**Texte cité**
────
La doctrine Sarkozy : des projets décousus 1/2

Publié le par JACOBS Christophe

Quand l’incompétence dispute avec la surdité, M.Sarkozy semble figurer ce type du dirigeant doctrinaire qui, loin de rester à l’écoute des avis les plus lucides, prétend imposer une réponse absolue, ferme et définitive sur tous les sujets.

Nous nous limiterons à quelques points fondamentaux de la politique économique où la doctrine Sarkozy fait merveille: permettant l’ouverture d’une série de faux débats qui ne sont appuyés ni par la raison ni les fruits de l’expérience et qui conduit à appliquer de fausses solutions - à des problèmes réels ou supposés - dont les résultats ne font qu’aggraver une situation déjà délicate.

Qu’il soit question du déficit public, de la relance de la croissance économique et de la réduction du chômage toutes les mesures proposées dans le programme et les interventions de M. Sarkozy - et sur lesquelles s’attache l’imagination délirante du personnage - convergent dans un sens contraire à ce qu’il faudrait faire pour assurer la prospérité de la France.

 

I. Le déficit public

On sait que la dette de l’Etat résulte du déséquilibre entre les recettes fiscales et les dépenses publiques. Chaque année depuis 1974 la France adopte une loi de finance déficitaire. Aujourd’hui le pays traîne une dette croissante de plus de 1200 milliards d’euros (1) et le service de la dette, c’est-à-dire le paiement des intérêts aux prêteurs représente une charge de plus de 40 milliards d’euros par an, soit le deuxième poste de dépense. On s’imagine bien qu’il faudra tôt ou tard étudier les causes structurelles et conjoncturelles de la dette, réduire les dépenses et augmenter les recettes pour équilibrer le budget de la nation.

Qu’a fait M. Sarkozy ? Que propose t-il ? Tout le contraire.

C’est à partir de 1993, et surtout durant les années 1994 et 1995, alors qu’il était ministre du Budget sous le gouvernement Balladur, que le déficit a bondi jusqu’à 6 %, au mieux 5,4 % du PIB. Il obtient ainsi le triste record du déficit budgétaire de la Ve République ce qui lui vaut bien le titre de "Mr Déficit". Selon les chiffres du ministère de l’Economie la dette publique est passée de 375 milliards d’euros en 1993 (45,3% du Pib) à 496 milliards d’euros en 1995 (54,6% du Pib), soit 121 milliards d’euros d’augmentation (une augmentation d’environ 1/3 de la dette française). (2)
────
**Matériel fourni**
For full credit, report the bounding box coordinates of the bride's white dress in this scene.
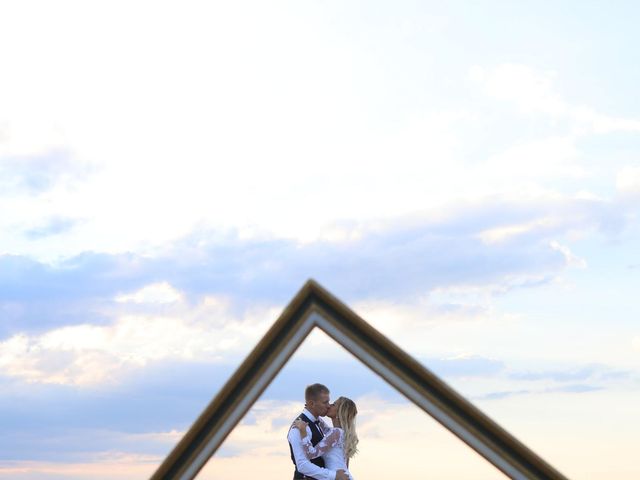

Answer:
[302,428,354,480]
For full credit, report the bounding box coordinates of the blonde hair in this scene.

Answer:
[336,397,359,460]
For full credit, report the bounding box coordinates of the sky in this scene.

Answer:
[0,0,640,480]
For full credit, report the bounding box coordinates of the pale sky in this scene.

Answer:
[0,0,640,480]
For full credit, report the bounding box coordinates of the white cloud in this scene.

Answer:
[616,167,640,195]
[469,63,569,117]
[549,240,587,268]
[469,63,640,135]
[115,282,183,303]
[0,297,275,385]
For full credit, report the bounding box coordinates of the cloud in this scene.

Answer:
[0,190,630,338]
[0,150,90,197]
[0,286,268,385]
[469,63,640,135]
[25,217,79,240]
[115,282,183,303]
[616,167,640,196]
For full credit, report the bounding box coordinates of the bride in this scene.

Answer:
[294,397,358,480]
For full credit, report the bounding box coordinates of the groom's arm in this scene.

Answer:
[287,427,336,480]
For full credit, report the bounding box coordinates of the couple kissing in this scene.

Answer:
[287,383,358,480]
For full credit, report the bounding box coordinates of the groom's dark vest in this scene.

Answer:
[289,413,324,478]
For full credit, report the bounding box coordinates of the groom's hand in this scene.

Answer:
[336,470,349,480]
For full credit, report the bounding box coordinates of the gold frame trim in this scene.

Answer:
[151,280,568,480]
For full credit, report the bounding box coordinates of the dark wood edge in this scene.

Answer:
[304,281,567,480]
[151,280,567,480]
[150,282,320,480]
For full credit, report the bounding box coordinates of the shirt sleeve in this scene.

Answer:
[302,428,341,458]
[287,427,336,480]
[318,418,333,436]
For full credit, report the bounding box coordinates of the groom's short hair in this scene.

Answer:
[304,383,329,401]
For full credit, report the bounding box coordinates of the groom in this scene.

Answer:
[287,383,349,480]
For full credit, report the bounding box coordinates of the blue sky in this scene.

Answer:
[0,0,640,480]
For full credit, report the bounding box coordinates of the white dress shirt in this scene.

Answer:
[287,408,336,480]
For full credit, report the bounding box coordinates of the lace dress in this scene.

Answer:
[302,428,354,480]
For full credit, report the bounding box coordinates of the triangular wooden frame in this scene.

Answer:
[151,280,567,480]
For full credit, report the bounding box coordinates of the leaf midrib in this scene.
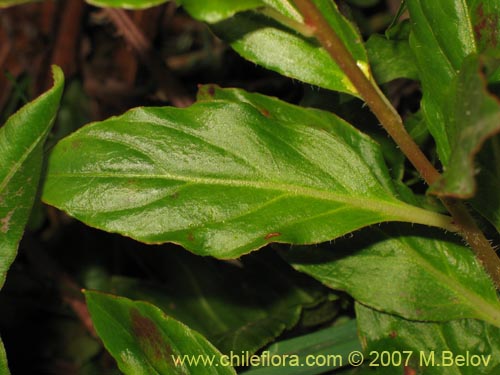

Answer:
[49,172,455,231]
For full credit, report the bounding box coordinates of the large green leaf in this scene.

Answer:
[85,0,169,9]
[212,0,370,95]
[285,225,500,327]
[0,339,10,375]
[104,249,323,354]
[178,0,265,23]
[0,67,64,288]
[43,92,452,258]
[356,304,500,375]
[431,55,500,198]
[407,0,500,191]
[85,291,236,375]
[242,320,361,375]
[366,34,418,83]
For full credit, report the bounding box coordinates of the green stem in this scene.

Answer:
[294,0,500,290]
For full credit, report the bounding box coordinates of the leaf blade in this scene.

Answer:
[43,94,456,258]
[284,225,500,327]
[0,67,64,287]
[85,291,235,375]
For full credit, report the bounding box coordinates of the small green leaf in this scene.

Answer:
[0,67,64,288]
[406,0,477,164]
[106,249,323,354]
[85,0,169,9]
[212,0,371,95]
[285,225,500,327]
[430,55,500,198]
[356,304,500,375]
[242,320,361,375]
[177,0,265,23]
[407,0,500,181]
[43,92,452,258]
[85,291,236,375]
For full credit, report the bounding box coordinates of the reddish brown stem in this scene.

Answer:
[294,0,500,290]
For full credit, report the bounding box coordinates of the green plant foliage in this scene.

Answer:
[356,304,500,375]
[366,34,418,83]
[85,291,235,375]
[431,55,500,198]
[285,225,500,327]
[0,339,10,375]
[43,94,456,258]
[471,135,500,231]
[102,249,324,354]
[242,320,361,375]
[85,0,169,9]
[407,0,500,229]
[0,67,64,288]
[212,1,371,95]
[407,0,500,173]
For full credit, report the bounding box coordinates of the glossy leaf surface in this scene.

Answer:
[0,67,64,287]
[43,92,450,258]
[242,320,361,375]
[407,0,500,192]
[356,304,500,375]
[110,249,323,354]
[366,34,418,84]
[0,339,10,375]
[285,225,500,327]
[177,0,265,23]
[212,0,371,95]
[431,56,500,198]
[85,291,236,375]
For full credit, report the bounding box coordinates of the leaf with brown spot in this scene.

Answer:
[0,67,64,288]
[85,291,236,375]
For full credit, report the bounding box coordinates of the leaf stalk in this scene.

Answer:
[293,0,500,290]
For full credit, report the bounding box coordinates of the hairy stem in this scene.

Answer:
[294,0,500,290]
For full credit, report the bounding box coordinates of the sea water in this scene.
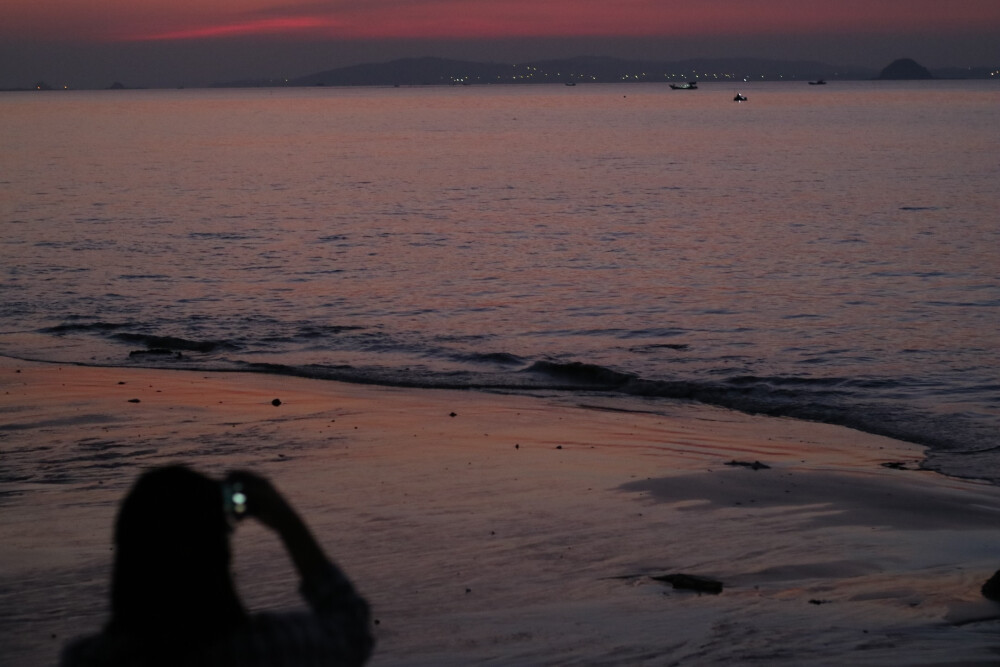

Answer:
[0,81,1000,481]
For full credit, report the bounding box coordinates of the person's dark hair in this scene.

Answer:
[109,466,247,647]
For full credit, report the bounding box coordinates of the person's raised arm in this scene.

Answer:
[226,471,332,581]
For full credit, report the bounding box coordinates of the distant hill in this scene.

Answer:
[216,56,877,87]
[215,56,991,87]
[878,58,934,80]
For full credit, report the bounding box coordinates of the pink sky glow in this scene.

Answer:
[7,0,1000,42]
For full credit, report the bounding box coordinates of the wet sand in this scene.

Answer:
[0,358,1000,666]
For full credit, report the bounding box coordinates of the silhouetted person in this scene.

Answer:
[63,466,373,667]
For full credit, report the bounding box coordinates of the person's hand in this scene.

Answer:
[226,470,295,532]
[226,470,332,580]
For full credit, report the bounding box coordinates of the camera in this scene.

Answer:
[222,482,247,521]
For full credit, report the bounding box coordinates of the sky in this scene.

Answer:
[0,0,1000,88]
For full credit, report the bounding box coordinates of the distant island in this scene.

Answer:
[878,58,934,81]
[10,56,1000,90]
[214,56,1000,88]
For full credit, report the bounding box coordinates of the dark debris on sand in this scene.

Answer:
[726,460,771,470]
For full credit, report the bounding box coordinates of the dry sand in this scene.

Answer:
[0,358,1000,665]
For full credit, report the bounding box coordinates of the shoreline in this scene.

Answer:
[0,357,1000,665]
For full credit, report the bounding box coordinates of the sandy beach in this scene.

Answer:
[0,358,1000,666]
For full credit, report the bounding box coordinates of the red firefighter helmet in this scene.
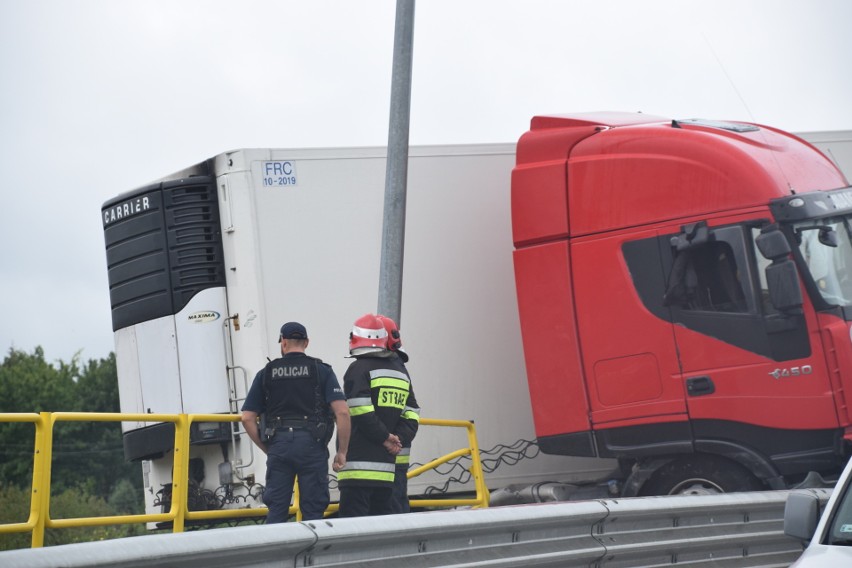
────
**Consigne**
Poursuivez, s'il vous plaît, le texte sur la doctrine Sarkozy à partir de sa dernière phrase.

**Réponse**
En avril 2004 le même hurluberlu, alors ministre de l’Economie et des Finances, sort de son chapeau une solution miracle : Il faut vendre l’or de la Banque de France ! "Nicolas Sarkozy indiquait sur TF1 que cette vente "est une idée à creuser (...) à deux conditions". La première est d’obtenir l’accord du gouverneur de la Banque de France, Christian Noyer, et la seconde consiste à ne pas utiliser ces financements pour des dépenses de fonctionnement. Les réserves d’or pourraient alors servir, selon l’hôte de Bercy, à " réduire la dette " (3) A la Banque de France, le stock d’or français de 487 tonnes en 1948 grimpera constamment pour culminer à 4 700 tonnes en 1975. Dès 1980, il est ramené à 3 200 tonnes et n’en bougera plus jusqu’en 2004. Or dès le 20 avril M. Strauss-Kahn déclare dans une tribune du Figaro : "On nous présente cette affaire comme l’un des instruments majeurs au service de la politique économique du gouvernement, or elle se réduit à procurer à l’Etat 40 millions d’euros par an ! Est-ce avec cela que ce gouvernement compte compenser les 20 milliards d’euros que coûte la baisse de l’impôt sur le revenu. [...] Une telle opération ne changera rien à notre situation économique. Vendre 100 tonnes d’or, c’est mobiliser 1 milliard d’euros et dégager au maximum 40 millions d’euros de recettes supplémentaires, ce qui équivaut à 0,1 % de notre déficit budgétaire. Et même si ce milliard pouvait être sorti des comptes de la Banque de France au moyen d’une ruse un peu dérisoire, puis donné à l’Etat afin de contribuer à son désendettement, il ne comblerait là encore que 0,1 % d’une dette qui s’accroît actuellement de 2% par an. Qu’on permette aux Français d’attendre du ministre des Finances des solutions qui résolvent plus de 0,1 % des problèmes qui sont devant nous." (4)

Nous n’entendons donc plus parler de vente du stock d’or de la Banque de France quand Hélène Mazier du journal La Tribune (article depuis peu retiré de la publication sur le site du journal) nous apprend que 200 tonnes auraient été vendues depuis septembre 2004 au titre de l’accord CBGA II (2004-2009). Ces "ventes Sarkozy" porteraient en fait sur un total de 500 tonnes (100 tonnes/an) négociées en 2004 alors que le prix du métal précieux était de 400 $/l’once, qu’il vaut plus de 630 $/l’once aujourd’hui et que l’expertise financière de Merrill-Lynch a toujours estimé la progression de cette valeur qui devrait se fixer à long terme autour de 850 $ l’once. (5) Emmanuel Gentilhomme s’interroge "A quoi rime tout cela ? Est-il possible de gérer plus mal le plus solide des actifs que puisse compter le patrimoine public ? Nous n’avons pas de réponse définitive à apporter à cette question. Mais nous vous invitons, chers lecteurs, à la poser à vos élus." (6) S’agit-il dans ces ventes de suivre stupidement l’exemple de la Banque d’Angleterre qui disposait de 2.500 tonnes en 1960 et seulement de 312 tonnes en 2004 alors que le World Gold Council donne de nombreuses raisons pour les Etats de préserver une réserve d’or stratégique ? (7) A qui profite ces ventes ? S’agit-il de répondre à la demande de certains spéculateurs ou bien de ruiner définitivement la France ?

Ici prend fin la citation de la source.